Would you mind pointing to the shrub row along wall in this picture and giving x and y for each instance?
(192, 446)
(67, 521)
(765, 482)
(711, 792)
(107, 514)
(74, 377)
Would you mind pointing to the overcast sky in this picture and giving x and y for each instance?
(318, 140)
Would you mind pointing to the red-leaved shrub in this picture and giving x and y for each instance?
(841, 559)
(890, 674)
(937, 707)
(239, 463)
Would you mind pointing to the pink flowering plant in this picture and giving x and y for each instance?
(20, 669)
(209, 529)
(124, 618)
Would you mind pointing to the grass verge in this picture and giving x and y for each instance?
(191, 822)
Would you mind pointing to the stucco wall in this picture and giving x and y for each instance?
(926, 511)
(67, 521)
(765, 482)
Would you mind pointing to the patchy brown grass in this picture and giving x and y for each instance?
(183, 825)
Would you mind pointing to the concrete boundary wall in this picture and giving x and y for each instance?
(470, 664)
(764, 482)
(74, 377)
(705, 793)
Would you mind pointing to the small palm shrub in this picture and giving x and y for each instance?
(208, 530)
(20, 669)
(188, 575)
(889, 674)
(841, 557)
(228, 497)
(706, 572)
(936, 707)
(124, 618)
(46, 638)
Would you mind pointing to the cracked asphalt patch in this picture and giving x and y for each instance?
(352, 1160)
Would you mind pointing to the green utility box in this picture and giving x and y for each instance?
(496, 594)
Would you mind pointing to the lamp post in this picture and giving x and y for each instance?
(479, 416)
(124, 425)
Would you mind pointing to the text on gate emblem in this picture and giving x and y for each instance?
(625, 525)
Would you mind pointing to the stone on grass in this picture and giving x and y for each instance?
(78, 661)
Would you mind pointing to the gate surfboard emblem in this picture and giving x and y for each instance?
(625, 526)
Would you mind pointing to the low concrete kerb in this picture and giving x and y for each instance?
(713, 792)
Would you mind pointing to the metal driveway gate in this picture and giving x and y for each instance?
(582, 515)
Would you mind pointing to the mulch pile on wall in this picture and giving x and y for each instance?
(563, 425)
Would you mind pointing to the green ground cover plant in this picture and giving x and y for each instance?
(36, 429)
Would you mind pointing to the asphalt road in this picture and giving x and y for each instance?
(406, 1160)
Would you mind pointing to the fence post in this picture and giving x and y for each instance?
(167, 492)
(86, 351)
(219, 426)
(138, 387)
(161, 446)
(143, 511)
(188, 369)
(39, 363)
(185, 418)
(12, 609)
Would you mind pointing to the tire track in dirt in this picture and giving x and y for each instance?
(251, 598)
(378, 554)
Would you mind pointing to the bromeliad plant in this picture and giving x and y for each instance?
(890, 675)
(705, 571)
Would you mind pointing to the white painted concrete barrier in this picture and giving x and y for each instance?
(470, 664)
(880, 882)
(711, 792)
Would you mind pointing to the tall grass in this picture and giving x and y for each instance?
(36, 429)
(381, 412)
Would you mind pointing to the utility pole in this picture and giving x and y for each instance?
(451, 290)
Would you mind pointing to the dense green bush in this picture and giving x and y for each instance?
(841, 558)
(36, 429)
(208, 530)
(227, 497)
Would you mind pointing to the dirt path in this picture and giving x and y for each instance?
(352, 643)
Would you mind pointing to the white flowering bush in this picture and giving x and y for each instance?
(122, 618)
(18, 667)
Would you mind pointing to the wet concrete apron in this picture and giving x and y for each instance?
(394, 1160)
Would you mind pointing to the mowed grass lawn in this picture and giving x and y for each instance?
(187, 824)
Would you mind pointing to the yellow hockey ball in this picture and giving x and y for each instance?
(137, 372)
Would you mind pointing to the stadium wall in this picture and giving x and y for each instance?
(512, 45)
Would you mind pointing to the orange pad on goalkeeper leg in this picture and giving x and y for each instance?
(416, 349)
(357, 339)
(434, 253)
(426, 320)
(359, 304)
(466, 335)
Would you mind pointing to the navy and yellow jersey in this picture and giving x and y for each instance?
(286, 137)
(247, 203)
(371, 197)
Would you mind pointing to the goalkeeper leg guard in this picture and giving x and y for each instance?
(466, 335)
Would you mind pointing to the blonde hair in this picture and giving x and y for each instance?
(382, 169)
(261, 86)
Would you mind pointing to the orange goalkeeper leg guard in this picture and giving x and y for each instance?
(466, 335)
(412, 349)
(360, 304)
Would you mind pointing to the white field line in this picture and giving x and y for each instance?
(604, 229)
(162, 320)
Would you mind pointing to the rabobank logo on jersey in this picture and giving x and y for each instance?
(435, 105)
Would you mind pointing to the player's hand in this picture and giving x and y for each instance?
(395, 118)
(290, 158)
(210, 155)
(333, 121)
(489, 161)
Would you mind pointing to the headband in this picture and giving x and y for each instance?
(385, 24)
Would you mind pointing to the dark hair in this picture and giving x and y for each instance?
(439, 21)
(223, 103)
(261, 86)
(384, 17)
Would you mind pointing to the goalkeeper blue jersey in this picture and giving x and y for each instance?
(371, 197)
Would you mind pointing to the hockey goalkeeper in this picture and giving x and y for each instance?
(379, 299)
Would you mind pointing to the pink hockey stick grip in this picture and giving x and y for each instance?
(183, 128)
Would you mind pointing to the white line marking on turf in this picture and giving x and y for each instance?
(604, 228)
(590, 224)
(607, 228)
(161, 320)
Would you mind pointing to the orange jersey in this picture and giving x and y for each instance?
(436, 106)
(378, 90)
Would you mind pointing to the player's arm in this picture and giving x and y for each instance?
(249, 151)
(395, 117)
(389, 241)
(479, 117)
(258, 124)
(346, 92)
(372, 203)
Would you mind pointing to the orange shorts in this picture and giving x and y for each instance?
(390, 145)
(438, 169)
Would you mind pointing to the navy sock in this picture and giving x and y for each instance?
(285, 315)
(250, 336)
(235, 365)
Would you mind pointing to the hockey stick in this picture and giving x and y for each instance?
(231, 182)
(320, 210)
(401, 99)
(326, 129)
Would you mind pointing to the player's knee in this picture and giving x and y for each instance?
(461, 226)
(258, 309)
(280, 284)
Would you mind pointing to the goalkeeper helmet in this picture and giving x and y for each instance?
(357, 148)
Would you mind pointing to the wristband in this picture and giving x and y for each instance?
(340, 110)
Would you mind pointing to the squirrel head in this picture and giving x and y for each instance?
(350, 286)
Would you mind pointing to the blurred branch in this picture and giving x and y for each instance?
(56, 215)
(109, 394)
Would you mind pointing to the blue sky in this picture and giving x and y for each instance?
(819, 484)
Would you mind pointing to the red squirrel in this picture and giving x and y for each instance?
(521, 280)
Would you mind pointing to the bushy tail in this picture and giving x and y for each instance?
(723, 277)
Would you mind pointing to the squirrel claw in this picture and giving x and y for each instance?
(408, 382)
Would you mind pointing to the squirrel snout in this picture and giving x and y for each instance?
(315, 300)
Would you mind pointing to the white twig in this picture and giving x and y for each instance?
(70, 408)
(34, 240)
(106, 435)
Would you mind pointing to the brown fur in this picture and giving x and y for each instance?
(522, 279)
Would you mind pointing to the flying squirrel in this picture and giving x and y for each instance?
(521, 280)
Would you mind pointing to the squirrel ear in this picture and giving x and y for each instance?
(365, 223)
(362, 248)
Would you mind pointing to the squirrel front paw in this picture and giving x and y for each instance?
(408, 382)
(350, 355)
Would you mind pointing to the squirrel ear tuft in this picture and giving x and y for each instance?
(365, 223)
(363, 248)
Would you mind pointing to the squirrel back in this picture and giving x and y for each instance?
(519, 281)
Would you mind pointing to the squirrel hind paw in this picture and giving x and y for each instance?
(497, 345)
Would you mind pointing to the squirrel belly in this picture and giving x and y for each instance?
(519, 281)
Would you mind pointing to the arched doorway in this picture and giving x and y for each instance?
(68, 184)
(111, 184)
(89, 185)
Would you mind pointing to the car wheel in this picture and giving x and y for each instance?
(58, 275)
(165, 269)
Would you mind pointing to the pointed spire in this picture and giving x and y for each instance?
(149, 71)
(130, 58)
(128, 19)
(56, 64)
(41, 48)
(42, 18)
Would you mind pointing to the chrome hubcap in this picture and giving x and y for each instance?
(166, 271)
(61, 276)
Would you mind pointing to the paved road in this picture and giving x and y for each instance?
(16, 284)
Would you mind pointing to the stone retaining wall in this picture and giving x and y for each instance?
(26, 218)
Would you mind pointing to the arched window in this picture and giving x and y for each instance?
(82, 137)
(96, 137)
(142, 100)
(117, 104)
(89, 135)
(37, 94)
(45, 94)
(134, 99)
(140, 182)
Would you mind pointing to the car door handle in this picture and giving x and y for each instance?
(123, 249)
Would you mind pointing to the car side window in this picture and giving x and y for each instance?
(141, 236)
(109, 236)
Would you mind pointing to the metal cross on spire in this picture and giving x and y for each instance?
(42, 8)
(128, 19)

--- Goal of the exercise ---
Each line from the one that contains "Would you mind pointing to the squirrel hind" through the end of the records must be repeated exactly. No other line belongs in the answer.

--- Answer section ---
Would you mind pointing to the squirrel hind paw in this picture and giving x and y for each instance?
(497, 345)
Would you mind pointing to the squirrel belly in this picture and giving x and y for each instance?
(519, 281)
Would you mind pointing to the arched doorway in this picture and giving x and y for each instance?
(68, 184)
(111, 184)
(89, 185)
Would you mind pointing to the car wheel in this picture and giving x and y for each instance?
(58, 275)
(165, 269)
Would you mind pointing to the pointed spire in this picture and giving x and y for each instance?
(149, 71)
(130, 58)
(128, 19)
(56, 64)
(41, 48)
(42, 18)
Would you mind pointing to the chrome hubcap in this picture and giving x and y for each instance?
(166, 271)
(61, 276)
Would you mind pointing to the paved road in this picture and giving x and y for each instance?
(16, 284)
Would you mind pointing to the stone retaining wall in this picture and giving x and y for each instance?
(26, 218)
Would you mind pointing to the arched window in this picture and giving x and y for each instance?
(82, 137)
(96, 137)
(142, 100)
(117, 104)
(89, 135)
(37, 94)
(45, 94)
(134, 99)
(140, 182)
Would you mind pointing to the car door handle in this picture and giving x and y for each instance?
(123, 249)
Would you mind pointing to the car side window in this picture and giving x and y for each instance?
(141, 236)
(109, 236)
Would you mind pointing to the metal cross on spire in this picture and giving x and y for each instance?
(42, 8)
(128, 19)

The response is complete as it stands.